*** RECORDS SHOWN ***

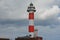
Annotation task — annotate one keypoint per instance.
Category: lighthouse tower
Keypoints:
(31, 10)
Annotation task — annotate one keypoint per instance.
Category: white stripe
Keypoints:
(31, 22)
(31, 12)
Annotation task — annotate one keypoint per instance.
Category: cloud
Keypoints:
(49, 13)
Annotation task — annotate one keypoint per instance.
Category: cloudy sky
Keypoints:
(14, 18)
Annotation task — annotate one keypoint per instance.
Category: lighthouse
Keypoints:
(31, 10)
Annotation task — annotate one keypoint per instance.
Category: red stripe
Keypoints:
(31, 28)
(31, 15)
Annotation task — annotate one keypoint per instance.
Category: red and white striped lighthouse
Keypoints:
(31, 10)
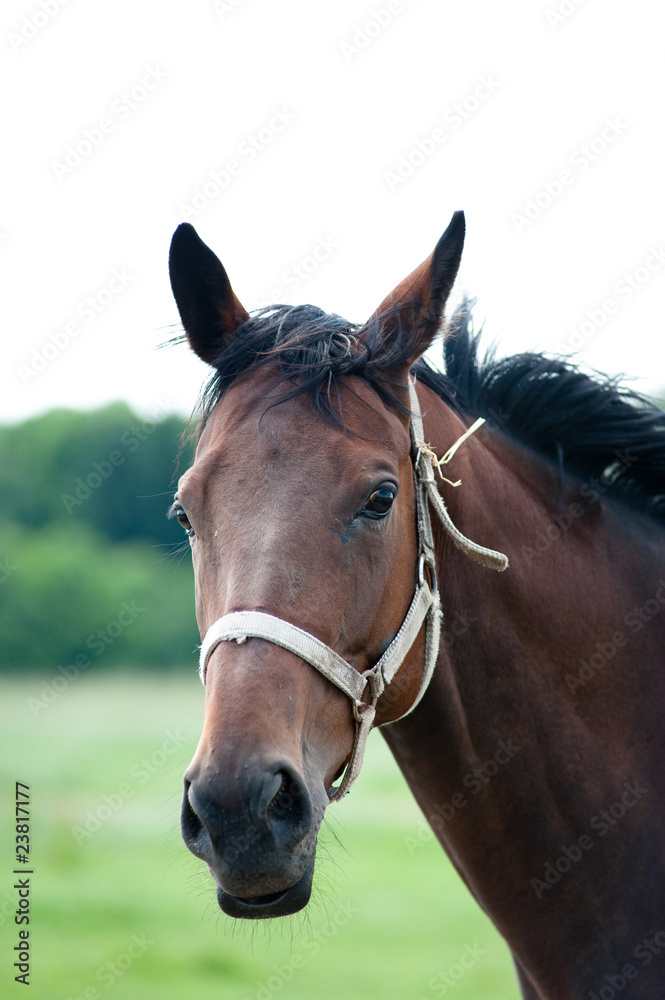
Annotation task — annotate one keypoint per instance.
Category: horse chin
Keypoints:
(275, 904)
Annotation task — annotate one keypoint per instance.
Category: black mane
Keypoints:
(588, 424)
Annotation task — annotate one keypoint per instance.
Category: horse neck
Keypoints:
(545, 708)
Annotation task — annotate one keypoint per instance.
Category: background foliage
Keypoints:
(89, 565)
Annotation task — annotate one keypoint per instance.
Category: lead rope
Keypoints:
(425, 607)
(424, 471)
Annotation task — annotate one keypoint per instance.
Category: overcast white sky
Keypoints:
(543, 119)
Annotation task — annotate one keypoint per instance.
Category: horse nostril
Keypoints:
(289, 811)
(193, 831)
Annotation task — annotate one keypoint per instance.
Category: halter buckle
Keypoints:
(427, 558)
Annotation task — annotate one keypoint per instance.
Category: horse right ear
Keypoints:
(208, 307)
(410, 317)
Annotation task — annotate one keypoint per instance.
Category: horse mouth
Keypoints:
(274, 904)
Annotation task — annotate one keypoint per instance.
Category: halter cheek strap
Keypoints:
(425, 607)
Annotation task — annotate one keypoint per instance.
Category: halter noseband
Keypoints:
(425, 607)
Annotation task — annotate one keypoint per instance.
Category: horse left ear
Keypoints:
(208, 307)
(413, 311)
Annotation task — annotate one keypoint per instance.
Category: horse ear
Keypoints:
(208, 307)
(412, 313)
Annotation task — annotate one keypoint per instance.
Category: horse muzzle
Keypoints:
(257, 834)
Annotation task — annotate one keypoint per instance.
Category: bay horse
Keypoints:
(327, 542)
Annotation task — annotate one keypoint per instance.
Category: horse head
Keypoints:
(300, 509)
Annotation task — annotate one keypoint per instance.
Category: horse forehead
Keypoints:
(245, 428)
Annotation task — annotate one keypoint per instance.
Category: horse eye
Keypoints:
(379, 503)
(181, 515)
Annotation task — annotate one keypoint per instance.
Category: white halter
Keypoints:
(425, 607)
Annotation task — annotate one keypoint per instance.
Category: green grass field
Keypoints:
(120, 909)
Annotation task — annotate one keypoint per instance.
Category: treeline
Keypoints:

***

• [BRIEF]: Make an exact copy of every record, pictures excluded.

• [EXERCISE RESPONSE]:
Annotation task — annotate one keypoint per instance.
Category: lighthouse tower
Keypoints:
(31, 10)
Annotation task — annotate one keypoint per instance.
Category: white stripe
Keypoints:
(31, 22)
(31, 12)
Annotation task — annotate one keypoint per instance.
Category: cloud
Keypoints:
(49, 13)
Annotation task — annotate one keypoint per instance.
Category: cloudy sky
Keypoints:
(14, 18)
Annotation task — annotate one keypoint per instance.
Category: lighthouse
Keypoints:
(31, 10)
Annotation task — annotate one keypoint per instance.
Category: red stripe
Keypoints:
(31, 28)
(31, 15)
Annotation task — annotate one keypoint per instance.
Category: red and white striped lighthouse
Keypoints:
(31, 10)
Annotation task — annotate one keypoint per instance.
Category: horse chin
Keypoints:
(275, 904)
Annotation task — annotate one keypoint per instance.
Category: black mane
Keypoints:
(588, 424)
Annotation task — annotate one keypoint per instance.
Category: horse neck
Keypoints:
(545, 708)
Annotation task — annotate one keypoint per instance.
Category: background foliage
Keypoints:
(89, 565)
Annotation task — annotate one keypoint per instance.
Category: lead rope
Keypoints:
(425, 607)
(424, 471)
Annotation task — annotate one keypoint per instance.
Category: overcast white sky
Keypoints:
(543, 119)
Annotation task — annotate one keypoint per instance.
Category: horse nostril
Keypoints:
(289, 811)
(193, 831)
Annotation task — annotate one keypoint per instance.
Category: halter buckle
Keypoints:
(427, 558)
Annotation task — annotate one keypoint per instance.
Category: horse right ear
Keypoints:
(208, 307)
(410, 317)
Annotation task — annotate one keypoint per instance.
Category: horse mouth
Keypoints:
(274, 904)
Annotation task — annotate one keypoint per instance.
Category: halter cheek strap
Keypoints:
(425, 607)
Annotation task — annotate one keypoint per instance.
Category: halter noseband
Keypoints:
(425, 607)
Annotation task — annotate one keypoint per instance.
Category: horse left ear
Keypoints:
(208, 307)
(413, 311)
Annotation task — annotate one keypoint per instance.
Category: horse ear
Keypoints:
(208, 307)
(412, 313)
Annotation task — annotate one keypoint per instance.
Category: horse muzzle
Keypoints:
(257, 834)
Annotation task — annotate one keypoint per instance.
Category: bay horse
Keypoints:
(327, 542)
Annotation task — annotate one keypoint per instance.
Category: horse head
Keypoints:
(300, 509)
Annotation task — annotate one keypoint per instance.
Category: horse forehead
Keypoints:
(245, 428)
Annotation task — annotate one keypoint per instance.
Category: horse eye
Keypoints:
(379, 503)
(181, 515)
Annotation task — annotate one keypoint per instance.
Category: white halter
Keypoints:
(425, 607)
Annotation task — annotate one keypoint per instance.
Category: green grass field
Keypoints:
(120, 909)
Annotation task — annotate one keypoint per instance.
Category: treeline
Keypoints:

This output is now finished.